▸ **Task goal**
Turn everything from the start of the data down through the line containing "[[[54,310],[0,320],[0,428],[19,463],[119,466],[122,369]]]" into a Markdown table with the columns Row and Line, one numbered row per line and blank lines skipped.
** Begin Data to use **
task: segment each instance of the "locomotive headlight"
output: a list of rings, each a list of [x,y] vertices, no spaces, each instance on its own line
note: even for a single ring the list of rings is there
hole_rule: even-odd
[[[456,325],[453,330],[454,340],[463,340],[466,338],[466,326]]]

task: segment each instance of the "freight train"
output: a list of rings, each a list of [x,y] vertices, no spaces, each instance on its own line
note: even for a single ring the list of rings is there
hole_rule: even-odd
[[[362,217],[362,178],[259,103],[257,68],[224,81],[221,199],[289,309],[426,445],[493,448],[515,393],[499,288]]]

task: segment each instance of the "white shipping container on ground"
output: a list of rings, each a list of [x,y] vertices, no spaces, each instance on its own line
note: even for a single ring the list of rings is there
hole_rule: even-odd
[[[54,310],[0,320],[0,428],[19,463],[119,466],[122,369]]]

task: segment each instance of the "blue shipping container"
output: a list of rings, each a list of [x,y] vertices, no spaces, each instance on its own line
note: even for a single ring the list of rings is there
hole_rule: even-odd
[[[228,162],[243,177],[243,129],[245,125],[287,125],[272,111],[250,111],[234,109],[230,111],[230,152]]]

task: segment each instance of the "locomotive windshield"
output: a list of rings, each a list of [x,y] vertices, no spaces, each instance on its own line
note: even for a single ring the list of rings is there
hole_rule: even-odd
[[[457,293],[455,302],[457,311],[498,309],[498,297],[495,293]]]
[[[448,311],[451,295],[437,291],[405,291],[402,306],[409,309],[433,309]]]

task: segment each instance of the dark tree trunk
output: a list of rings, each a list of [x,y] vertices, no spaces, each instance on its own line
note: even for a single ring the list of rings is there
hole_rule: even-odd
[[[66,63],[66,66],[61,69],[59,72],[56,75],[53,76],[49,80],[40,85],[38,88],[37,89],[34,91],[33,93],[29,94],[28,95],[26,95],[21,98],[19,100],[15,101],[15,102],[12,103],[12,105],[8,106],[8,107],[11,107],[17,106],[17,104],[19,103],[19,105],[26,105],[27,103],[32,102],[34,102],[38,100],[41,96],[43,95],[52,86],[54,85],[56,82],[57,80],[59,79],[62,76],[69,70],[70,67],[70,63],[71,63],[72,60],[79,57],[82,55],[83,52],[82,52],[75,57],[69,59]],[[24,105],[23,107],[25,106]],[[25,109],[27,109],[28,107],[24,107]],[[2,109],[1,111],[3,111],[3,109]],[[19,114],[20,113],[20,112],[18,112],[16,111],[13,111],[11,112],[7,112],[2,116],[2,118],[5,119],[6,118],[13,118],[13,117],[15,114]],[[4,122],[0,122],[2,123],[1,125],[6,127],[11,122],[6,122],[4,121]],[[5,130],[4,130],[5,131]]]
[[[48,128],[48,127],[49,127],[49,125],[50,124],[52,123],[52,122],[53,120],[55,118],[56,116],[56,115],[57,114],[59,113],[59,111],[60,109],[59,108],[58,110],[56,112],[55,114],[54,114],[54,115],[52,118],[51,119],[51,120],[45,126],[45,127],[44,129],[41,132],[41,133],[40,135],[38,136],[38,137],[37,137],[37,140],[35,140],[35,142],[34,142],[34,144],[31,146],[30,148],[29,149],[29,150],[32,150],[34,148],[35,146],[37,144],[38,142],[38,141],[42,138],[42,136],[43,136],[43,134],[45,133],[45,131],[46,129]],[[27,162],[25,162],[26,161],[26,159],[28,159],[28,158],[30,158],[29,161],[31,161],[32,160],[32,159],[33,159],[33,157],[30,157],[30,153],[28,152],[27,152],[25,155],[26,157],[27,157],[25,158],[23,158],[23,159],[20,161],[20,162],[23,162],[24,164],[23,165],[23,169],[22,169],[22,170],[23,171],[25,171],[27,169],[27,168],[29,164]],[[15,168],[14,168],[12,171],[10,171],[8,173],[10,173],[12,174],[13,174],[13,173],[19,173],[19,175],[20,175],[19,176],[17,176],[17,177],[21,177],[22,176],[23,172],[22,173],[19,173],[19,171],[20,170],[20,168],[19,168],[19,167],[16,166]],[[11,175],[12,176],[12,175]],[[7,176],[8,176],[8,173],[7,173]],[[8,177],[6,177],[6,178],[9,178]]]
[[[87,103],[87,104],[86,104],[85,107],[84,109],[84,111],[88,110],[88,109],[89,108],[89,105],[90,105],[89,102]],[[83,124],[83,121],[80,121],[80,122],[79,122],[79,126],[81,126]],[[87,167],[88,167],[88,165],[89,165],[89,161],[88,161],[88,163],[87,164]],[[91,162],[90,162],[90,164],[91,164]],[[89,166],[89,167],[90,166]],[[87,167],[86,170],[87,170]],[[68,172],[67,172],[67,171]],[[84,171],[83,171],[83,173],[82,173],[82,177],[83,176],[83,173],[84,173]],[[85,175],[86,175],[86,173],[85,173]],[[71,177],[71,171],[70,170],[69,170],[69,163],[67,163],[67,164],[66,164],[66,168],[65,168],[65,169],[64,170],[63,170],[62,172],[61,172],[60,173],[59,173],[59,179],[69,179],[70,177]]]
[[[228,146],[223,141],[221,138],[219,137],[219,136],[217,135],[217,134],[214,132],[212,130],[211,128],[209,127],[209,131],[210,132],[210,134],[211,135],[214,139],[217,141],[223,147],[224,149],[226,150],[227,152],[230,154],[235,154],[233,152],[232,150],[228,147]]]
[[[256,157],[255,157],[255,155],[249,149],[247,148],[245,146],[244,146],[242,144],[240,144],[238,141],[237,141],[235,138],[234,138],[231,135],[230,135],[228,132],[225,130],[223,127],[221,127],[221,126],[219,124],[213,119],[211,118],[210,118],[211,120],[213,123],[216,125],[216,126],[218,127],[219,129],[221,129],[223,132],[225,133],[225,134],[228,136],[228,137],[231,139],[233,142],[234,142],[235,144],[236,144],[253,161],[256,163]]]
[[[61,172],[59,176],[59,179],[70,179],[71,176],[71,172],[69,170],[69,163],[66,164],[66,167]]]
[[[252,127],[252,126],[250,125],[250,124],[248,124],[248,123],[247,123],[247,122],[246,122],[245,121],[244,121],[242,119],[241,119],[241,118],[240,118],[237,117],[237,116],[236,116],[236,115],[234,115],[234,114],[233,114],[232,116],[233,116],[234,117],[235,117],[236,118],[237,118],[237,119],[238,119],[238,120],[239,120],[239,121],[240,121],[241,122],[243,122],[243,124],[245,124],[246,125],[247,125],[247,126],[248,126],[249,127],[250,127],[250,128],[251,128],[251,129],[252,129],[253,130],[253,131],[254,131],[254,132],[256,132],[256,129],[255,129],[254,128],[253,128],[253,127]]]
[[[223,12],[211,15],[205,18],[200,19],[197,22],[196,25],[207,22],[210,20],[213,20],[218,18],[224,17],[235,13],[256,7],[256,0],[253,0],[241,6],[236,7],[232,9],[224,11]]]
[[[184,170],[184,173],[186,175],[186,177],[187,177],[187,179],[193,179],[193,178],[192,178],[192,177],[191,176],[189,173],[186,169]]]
** End Data to use **
▸ **Exercise result**
| Row | Line |
|---|---|
| 1 | task: segment each instance of the "locomotive headlight" |
| 2 | output: a list of rings, each a list of [x,y] vertices, no spaces, each instance on its own line |
| 3 | note: even for a single ring the list of rings is there |
| 4 | hole_rule: even-odd |
| 5 | [[[456,325],[453,330],[454,340],[463,340],[466,338],[466,326]]] |
| 6 | task: segment each instance of the "freight train" |
| 7 | output: a list of rings, each a list of [x,y] vertices, no spaces, each instance on its own line |
| 8 | note: even for a single ring the list of rings is there |
| 9 | hole_rule: even-odd |
| 10 | [[[362,217],[362,178],[259,103],[257,68],[224,81],[221,199],[289,309],[426,445],[493,448],[515,393],[499,288]]] |
| 11 | task: segment each instance of the "white shipping container on ground" |
| 12 | output: a list of rings, each a list of [x,y] vertices, no spaces, each instance on its own line |
| 13 | note: even for a single ring the list of rings is there |
| 14 | hole_rule: even-odd |
| 15 | [[[54,310],[0,320],[0,428],[19,463],[119,466],[122,369]]] |